■ RECORD EXCERPTS:
begin

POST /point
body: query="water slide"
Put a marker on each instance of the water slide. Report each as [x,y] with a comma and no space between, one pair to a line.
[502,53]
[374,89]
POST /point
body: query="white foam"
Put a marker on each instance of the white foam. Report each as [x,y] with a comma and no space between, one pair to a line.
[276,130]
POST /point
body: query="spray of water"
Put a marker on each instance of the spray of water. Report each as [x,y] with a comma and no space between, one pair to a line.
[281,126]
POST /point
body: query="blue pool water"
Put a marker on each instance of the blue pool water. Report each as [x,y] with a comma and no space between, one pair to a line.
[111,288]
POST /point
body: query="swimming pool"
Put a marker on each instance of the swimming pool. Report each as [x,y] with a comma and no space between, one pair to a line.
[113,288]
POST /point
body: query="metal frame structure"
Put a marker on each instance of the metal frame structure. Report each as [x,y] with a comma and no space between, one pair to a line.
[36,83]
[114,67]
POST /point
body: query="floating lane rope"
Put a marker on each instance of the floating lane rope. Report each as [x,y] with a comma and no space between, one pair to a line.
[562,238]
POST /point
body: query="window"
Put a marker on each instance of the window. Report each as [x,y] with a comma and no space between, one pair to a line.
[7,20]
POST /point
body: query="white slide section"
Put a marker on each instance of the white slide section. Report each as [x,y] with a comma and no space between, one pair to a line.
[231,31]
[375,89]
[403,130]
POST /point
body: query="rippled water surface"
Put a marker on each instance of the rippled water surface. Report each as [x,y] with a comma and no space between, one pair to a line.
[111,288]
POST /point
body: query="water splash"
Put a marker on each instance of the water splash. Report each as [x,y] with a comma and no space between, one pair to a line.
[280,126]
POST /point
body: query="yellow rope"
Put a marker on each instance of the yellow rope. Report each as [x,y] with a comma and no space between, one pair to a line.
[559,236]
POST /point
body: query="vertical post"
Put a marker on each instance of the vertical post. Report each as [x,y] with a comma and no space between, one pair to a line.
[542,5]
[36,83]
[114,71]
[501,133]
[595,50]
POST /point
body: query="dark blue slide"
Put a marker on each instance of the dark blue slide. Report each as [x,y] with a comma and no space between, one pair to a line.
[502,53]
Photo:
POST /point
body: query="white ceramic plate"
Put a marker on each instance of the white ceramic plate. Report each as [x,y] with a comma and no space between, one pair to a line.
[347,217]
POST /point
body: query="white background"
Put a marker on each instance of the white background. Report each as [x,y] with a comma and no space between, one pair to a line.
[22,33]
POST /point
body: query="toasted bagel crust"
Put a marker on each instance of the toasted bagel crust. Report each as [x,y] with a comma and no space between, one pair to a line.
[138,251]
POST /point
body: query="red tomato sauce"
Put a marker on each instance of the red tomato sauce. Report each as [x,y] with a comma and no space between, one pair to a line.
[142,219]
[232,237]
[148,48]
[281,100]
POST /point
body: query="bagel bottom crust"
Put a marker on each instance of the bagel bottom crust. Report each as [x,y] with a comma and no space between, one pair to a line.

end

■ TO DO: Repeat the material above in full, keeping every word.

■ FULL RESPONSE:
POST /point
body: query="water slide"
Put a marker on each instance of the water slide. Report each as [x,y] with a comma and no space between, one pair to a line.
[502,53]
[374,89]
POST /point
body: query="white foam"
Put a marker on each instance of the white foam. Report each as [x,y] with a comma and no space between, one pair to a line.
[276,130]
POST /point
body: query="spray of water"
Put a marker on each instance of the spray of water. Report each as [x,y] with a comma and no space between, one pair to a line.
[281,126]
POST /point
body: query="blue pool water"
Put a marker on each instance of the blue pool water. Report each as [x,y] with a comma and no space between, one pair to a line.
[111,288]
POST /point
body: query="swimming pool"
Put a marker on each instance of the swimming pool. Report each as [x,y] with a comma and no space between, one pair to a line.
[113,288]
POST /point
body: query="metal frame structure"
Put a marker on each instance of the metal frame structure. Report each as [x,y] with a comma and no space between, one pair to a line.
[36,83]
[114,67]
POST /point
body: query="floating lane rope"
Put a marker on each instance of the floating lane rope. Report each as [x,y] with a comma and no space between, one pair to a line.
[562,238]
POST /point
body: query="window"
Put a marker on each instance of the window. Report each as [x,y] with a comma and no space between, one pair to a line.
[7,20]
POST /point
body: query="white slide section"
Put a marker on each instance of the white slide section. Report each as [x,y] with a comma and no space between, one pair to a line.
[231,31]
[375,89]
[403,130]
POST /point
body: query="rippled water surface"
Put a marker on each instance of the rippled water surface. Report each as [x,y] with a comma and no space between, one pair to a line.
[111,288]
POST /point
body: query="water splash"
Put a marker on each instance of the water splash. Report each as [x,y] with a comma and no space between, one pair to a line.
[280,126]
POST /point
body: query="yellow rope"
Put a marker on each instance of the yellow rope. Report each as [x,y] with a comma and no space between, one pair to a line.
[559,236]
POST /point
body: query="vertical post"
Put a marker on each instance of the vertical post. Report each as [x,y] with a comma and no space between, one pair to a line.
[542,5]
[36,83]
[114,71]
[501,133]
[595,50]
POST /point
body: query="dark blue slide"
Put a marker on each instance of the dark blue slide. Report each as [x,y] with a comma and no space between, one pair to a line.
[502,53]
Photo:
POST /point
body: query="white ceramic plate"
Put a marker on each instance of the white ceramic plate. Report each as [x,y] with a comma and no space between, one pair to a line.
[347,217]
POST /point
body: query="white background"
Put a marker on each instance of the white background. Report each as [x,y] with a comma and no space between, one pair to a line.
[22,33]
POST /point
body: query="toasted bagel crust"
Put a marker on each instance of the toasted bagel crust. Report each as [x,y] with a comma and no space between, one pair to a line.
[138,251]
POST /point
body: query="red tomato sauce"
Put a marker on each instance of the red tomato sauce. Report each as [x,y] with a comma and no space between, one pair to a line.
[142,219]
[232,237]
[148,48]
[281,100]
POST /point
body: query="bagel bottom crust"
Put a marker on each instance of the bagel bottom crust. Report each as [x,y] with a comma and no space between, one pair to a line.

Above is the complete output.